[Records from a collection]
• • • •

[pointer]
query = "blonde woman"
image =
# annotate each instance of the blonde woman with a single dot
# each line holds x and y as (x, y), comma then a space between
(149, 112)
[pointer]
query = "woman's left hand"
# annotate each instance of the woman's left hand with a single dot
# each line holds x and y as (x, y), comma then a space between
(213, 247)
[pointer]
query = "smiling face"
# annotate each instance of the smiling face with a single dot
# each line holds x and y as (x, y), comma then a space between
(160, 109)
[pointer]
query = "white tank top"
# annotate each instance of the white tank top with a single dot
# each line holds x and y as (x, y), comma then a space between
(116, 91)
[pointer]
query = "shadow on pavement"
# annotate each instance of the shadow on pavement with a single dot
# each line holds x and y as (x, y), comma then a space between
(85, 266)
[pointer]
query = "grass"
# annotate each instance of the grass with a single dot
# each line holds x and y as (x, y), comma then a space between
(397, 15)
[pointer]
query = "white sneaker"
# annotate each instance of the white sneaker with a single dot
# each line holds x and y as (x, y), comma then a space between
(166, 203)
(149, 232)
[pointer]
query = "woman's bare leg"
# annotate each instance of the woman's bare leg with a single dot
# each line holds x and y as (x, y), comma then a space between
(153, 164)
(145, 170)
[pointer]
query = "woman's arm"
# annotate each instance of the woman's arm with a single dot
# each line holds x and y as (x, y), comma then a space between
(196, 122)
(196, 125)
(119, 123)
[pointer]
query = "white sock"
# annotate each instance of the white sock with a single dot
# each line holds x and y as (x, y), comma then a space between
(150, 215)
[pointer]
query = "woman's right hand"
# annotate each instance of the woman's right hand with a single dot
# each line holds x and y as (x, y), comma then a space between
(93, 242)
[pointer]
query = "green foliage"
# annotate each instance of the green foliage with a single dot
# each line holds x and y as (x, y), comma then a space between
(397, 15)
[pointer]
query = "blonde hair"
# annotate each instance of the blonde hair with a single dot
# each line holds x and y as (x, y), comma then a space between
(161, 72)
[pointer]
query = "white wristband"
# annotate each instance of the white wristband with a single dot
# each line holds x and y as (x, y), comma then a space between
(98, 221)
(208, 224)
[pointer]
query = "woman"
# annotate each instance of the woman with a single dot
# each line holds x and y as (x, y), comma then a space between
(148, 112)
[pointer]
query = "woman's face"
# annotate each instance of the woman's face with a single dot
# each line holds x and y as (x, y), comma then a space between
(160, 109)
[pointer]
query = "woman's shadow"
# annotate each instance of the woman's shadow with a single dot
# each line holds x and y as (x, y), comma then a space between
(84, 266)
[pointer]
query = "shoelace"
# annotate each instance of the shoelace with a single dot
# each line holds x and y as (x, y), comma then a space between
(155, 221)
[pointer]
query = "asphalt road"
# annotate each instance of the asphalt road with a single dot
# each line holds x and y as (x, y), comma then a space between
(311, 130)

• • • •

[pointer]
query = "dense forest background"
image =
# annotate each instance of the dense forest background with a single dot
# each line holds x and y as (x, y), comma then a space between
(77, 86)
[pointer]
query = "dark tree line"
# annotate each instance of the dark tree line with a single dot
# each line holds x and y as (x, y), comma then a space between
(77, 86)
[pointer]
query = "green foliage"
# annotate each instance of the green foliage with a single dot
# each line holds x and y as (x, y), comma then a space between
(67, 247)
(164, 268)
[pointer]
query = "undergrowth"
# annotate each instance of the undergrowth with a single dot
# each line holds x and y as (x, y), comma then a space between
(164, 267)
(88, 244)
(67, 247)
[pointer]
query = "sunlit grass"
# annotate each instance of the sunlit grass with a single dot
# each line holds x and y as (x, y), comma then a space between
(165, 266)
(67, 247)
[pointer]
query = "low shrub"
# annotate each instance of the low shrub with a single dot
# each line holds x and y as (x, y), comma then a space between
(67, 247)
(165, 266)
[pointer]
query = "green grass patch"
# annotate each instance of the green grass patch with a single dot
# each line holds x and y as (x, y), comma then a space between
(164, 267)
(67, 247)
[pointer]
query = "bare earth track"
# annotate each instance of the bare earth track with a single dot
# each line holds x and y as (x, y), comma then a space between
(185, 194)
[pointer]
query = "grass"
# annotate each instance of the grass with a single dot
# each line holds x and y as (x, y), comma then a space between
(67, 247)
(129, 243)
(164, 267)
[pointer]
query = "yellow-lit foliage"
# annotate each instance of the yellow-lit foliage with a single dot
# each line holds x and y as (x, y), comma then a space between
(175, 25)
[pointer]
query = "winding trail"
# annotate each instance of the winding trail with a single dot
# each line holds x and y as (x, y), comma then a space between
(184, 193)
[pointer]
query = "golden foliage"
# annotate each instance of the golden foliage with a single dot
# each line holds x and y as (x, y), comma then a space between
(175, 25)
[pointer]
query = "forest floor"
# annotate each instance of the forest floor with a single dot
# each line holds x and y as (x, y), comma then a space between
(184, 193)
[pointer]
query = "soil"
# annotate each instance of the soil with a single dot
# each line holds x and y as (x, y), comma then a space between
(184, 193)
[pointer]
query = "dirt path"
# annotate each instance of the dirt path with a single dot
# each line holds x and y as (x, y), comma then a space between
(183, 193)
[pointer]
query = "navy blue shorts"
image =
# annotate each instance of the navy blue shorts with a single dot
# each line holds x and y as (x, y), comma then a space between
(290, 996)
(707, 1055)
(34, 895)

• • • •

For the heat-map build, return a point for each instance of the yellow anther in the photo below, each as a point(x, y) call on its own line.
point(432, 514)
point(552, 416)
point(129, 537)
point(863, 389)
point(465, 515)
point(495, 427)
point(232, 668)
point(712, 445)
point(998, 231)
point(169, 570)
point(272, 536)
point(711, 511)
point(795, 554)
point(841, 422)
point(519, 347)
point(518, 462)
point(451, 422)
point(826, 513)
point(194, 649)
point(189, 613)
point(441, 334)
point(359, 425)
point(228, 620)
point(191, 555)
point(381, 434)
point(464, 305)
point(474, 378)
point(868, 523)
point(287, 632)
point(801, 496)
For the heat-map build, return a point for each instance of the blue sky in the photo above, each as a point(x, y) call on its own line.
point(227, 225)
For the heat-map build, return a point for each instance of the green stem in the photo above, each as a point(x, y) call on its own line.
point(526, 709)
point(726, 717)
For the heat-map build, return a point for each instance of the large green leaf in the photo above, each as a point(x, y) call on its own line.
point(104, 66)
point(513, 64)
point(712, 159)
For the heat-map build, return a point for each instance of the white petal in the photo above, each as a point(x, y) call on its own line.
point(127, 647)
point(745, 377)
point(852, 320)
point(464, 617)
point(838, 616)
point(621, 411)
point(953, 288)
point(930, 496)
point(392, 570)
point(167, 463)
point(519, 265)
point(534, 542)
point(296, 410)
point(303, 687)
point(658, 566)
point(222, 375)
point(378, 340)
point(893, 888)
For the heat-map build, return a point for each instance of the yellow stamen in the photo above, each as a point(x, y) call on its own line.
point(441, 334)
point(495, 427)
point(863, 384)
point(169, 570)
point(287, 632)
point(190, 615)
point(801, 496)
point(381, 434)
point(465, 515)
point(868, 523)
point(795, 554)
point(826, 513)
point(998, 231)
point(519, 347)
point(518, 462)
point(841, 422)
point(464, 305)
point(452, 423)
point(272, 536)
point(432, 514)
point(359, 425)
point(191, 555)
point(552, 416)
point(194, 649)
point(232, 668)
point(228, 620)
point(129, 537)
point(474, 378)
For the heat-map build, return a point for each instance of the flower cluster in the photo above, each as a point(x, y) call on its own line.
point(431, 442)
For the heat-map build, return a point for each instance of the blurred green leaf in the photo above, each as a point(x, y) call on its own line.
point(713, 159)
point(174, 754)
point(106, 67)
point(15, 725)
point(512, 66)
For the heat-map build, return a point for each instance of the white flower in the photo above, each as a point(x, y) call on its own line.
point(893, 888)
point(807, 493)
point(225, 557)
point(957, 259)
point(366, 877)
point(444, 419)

• • • •

**Exercise aim**. Starting from the records above, copy each line where the string "sunlit" is found.

**Written reply**.
query = "sunlit grass"
# annotate each instance of the sunlit grass with a single dot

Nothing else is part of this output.